**Assignment:**
Everything in the entries below should be restated exactly, except for the pictures.

**Material supplied:**
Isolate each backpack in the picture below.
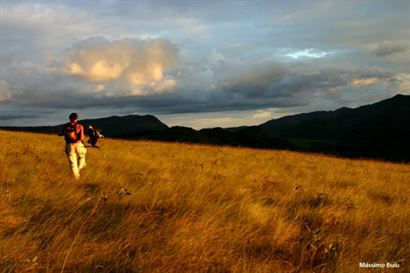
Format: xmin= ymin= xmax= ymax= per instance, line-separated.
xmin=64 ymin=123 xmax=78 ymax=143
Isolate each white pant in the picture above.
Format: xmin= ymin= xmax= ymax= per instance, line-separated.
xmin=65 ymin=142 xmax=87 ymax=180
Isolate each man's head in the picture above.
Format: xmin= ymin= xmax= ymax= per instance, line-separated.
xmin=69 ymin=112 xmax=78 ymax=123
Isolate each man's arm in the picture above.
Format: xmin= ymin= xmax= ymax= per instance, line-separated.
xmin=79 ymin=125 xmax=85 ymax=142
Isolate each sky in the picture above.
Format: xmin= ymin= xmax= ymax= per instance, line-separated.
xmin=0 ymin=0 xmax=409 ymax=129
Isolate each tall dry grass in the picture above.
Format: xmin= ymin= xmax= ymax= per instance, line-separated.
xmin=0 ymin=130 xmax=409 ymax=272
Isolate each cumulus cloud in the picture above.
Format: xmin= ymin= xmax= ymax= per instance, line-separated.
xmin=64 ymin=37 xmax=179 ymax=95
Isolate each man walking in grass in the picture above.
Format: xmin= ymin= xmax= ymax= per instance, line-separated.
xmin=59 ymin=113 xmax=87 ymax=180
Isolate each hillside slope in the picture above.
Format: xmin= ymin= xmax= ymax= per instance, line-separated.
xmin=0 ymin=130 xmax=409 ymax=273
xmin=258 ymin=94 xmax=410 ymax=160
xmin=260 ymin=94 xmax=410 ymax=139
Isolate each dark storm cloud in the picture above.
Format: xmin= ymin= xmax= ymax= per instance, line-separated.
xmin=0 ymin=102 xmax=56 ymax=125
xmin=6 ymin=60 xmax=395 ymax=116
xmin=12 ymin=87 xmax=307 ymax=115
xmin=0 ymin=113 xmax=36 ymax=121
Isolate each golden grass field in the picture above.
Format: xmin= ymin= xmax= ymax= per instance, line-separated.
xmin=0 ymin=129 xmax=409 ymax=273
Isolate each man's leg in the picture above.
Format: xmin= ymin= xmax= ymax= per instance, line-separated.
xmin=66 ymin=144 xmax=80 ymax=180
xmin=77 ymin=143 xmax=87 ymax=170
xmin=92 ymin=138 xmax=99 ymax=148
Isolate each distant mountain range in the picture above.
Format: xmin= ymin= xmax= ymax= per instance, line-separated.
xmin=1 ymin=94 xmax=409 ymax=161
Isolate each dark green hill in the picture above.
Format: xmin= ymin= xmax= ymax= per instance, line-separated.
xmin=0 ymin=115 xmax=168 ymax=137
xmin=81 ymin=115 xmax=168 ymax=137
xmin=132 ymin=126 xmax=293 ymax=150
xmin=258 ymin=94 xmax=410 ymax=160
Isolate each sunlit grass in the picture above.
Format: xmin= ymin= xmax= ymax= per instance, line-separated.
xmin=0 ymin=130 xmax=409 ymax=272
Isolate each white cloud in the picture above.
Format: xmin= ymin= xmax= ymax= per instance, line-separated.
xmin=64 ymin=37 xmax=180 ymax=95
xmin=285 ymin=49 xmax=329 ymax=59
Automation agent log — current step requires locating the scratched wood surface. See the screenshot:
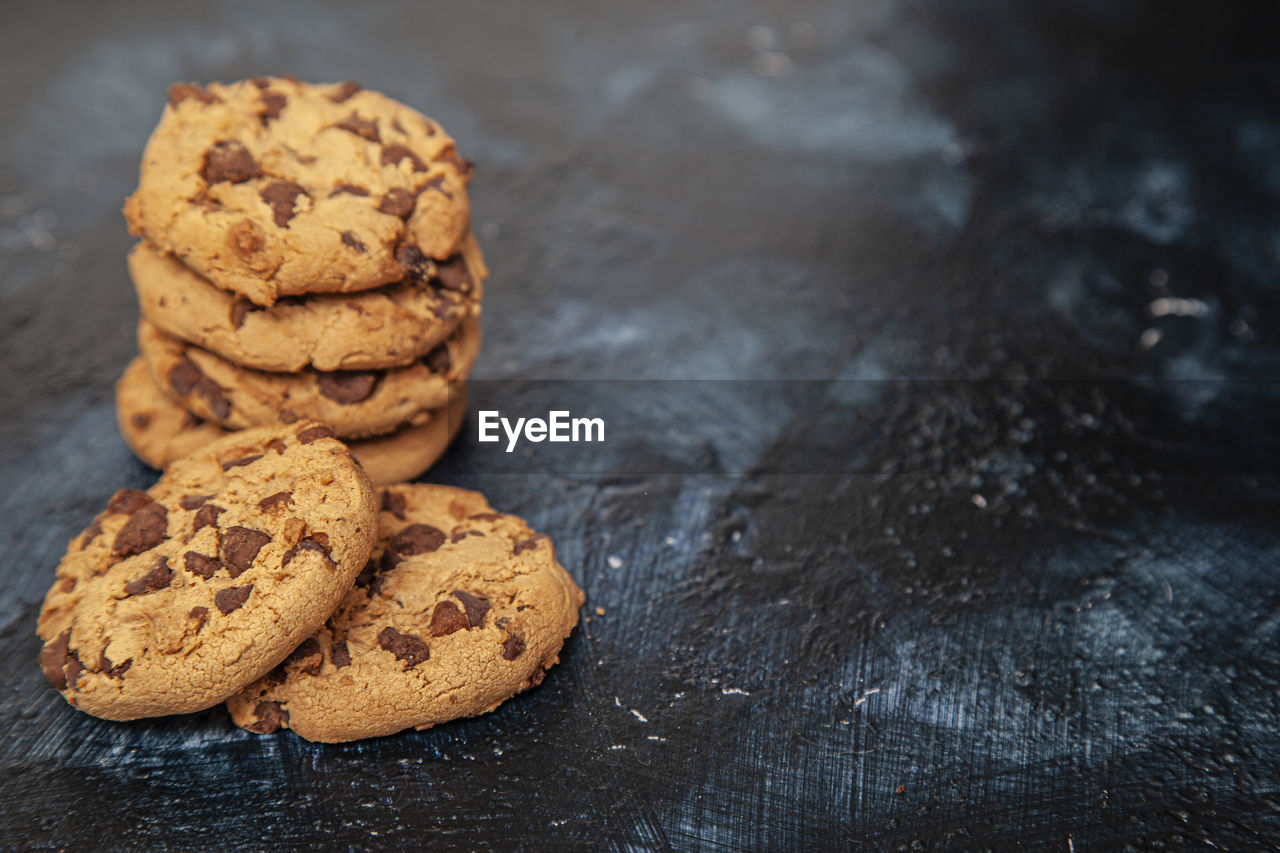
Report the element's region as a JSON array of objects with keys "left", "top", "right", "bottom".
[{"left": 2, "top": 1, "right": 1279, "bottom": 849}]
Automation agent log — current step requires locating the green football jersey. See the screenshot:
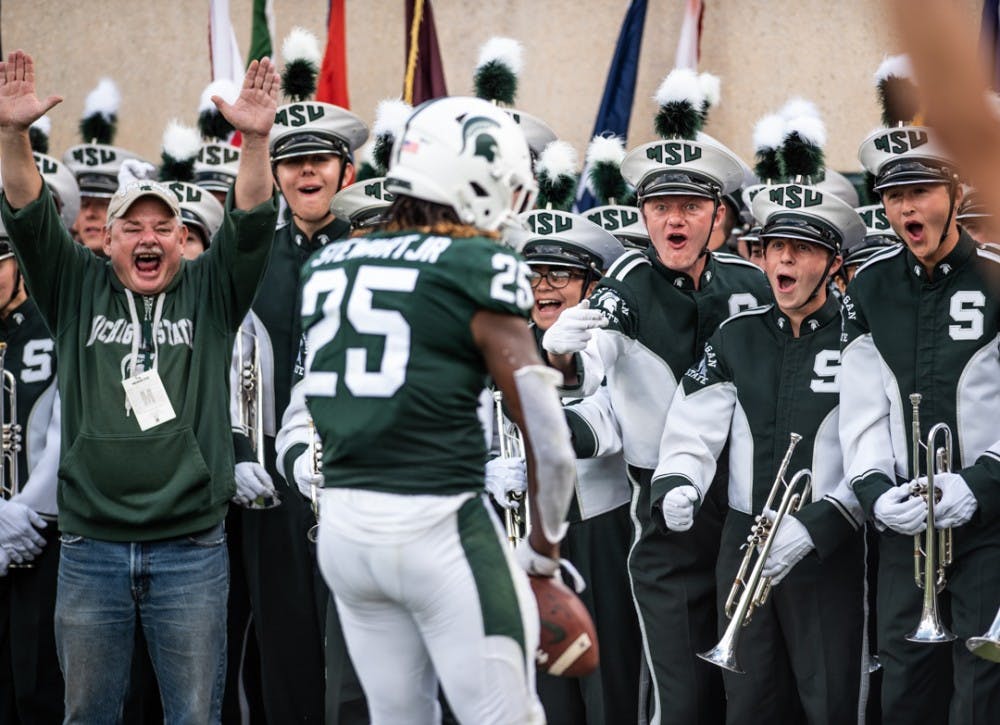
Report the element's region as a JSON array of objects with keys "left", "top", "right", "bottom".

**Solution for this exercise:**
Isolate each backpack in the picture below.
Format: xmin= ymin= xmax= ymax= per instance, line-separated.
xmin=64 ymin=123 xmax=78 ymax=143
Isolate each white pant in the picture above.
Format: xmin= ymin= xmax= ymax= per instance, line-separated.
xmin=65 ymin=142 xmax=87 ymax=180
Isolate each man's head in the picture above.
Format: xmin= ymin= xmax= ymax= per instance, line-separated.
xmin=69 ymin=112 xmax=78 ymax=123
Isolate each man's arm in the picture above.
Format: xmin= ymin= xmax= ymax= per instance, line-separated.
xmin=79 ymin=125 xmax=85 ymax=142
Isolate each sky in the picture above.
Format: xmin= ymin= xmax= ymax= per instance, line-separated.
xmin=0 ymin=0 xmax=409 ymax=129
Isolate each tall dry grass in the picture above.
Format: xmin= ymin= xmax= ymax= per instance, line-separated.
xmin=0 ymin=130 xmax=409 ymax=272
Isolate each cumulus cloud in the picture above.
Format: xmin= ymin= xmax= ymax= per instance, line-separated.
xmin=64 ymin=37 xmax=179 ymax=95
Isolate each man walking in grass in the picture above.
Format: xmin= ymin= xmax= ymax= per instance, line-separated.
xmin=59 ymin=113 xmax=87 ymax=180
Isolate each hillside slope in the picture above.
Format: xmin= ymin= xmax= ymax= per instance, line-separated.
xmin=0 ymin=130 xmax=409 ymax=273
xmin=258 ymin=94 xmax=410 ymax=160
xmin=260 ymin=94 xmax=410 ymax=139
Isolate each dark storm cloud in the picture above.
Format: xmin= ymin= xmax= ymax= per instance, line-separated.
xmin=0 ymin=102 xmax=56 ymax=125
xmin=6 ymin=60 xmax=395 ymax=116
xmin=12 ymin=87 xmax=307 ymax=115
xmin=0 ymin=113 xmax=36 ymax=121
Isolate each golden grass field in the picture above.
Format: xmin= ymin= xmax= ymax= per instance, line-separated.
xmin=0 ymin=129 xmax=409 ymax=273
Isolate each man's leg in the picture above.
Format: xmin= ymin= xmax= ymax= per instance, line-separated.
xmin=66 ymin=144 xmax=80 ymax=180
xmin=77 ymin=143 xmax=87 ymax=170
xmin=92 ymin=138 xmax=99 ymax=148
Isolate each distant mountain range in the picture above.
Format: xmin= ymin= xmax= ymax= per instance, line-separated.
xmin=1 ymin=94 xmax=409 ymax=161
Isolate each dark green hill in the picture above.
Format: xmin= ymin= xmax= ymax= per instance, line-separated.
xmin=0 ymin=115 xmax=168 ymax=137
xmin=81 ymin=115 xmax=168 ymax=137
xmin=132 ymin=126 xmax=293 ymax=150
xmin=258 ymin=94 xmax=410 ymax=160
Isolate each sunlit grass in the picture above.
Format: xmin= ymin= xmax= ymax= per instance, line-separated.
xmin=0 ymin=130 xmax=409 ymax=272
Isolate each white cloud in the picture above.
Format: xmin= ymin= xmax= ymax= per instance, line-separated.
xmin=64 ymin=37 xmax=180 ymax=95
xmin=285 ymin=49 xmax=329 ymax=59
Automation agent log — current step requires locating the scratched wood surface. See the screenshot:
Report the element's region as a JSON array of objects with keys "left", "top", "right", "bottom".
[{"left": 2, "top": 1, "right": 1279, "bottom": 849}]
Automation agent log — current step requires locating the green football jersey. See the screenshot:
Report the element's region as a JSON array of objects with keys "left", "top", "right", "bottom".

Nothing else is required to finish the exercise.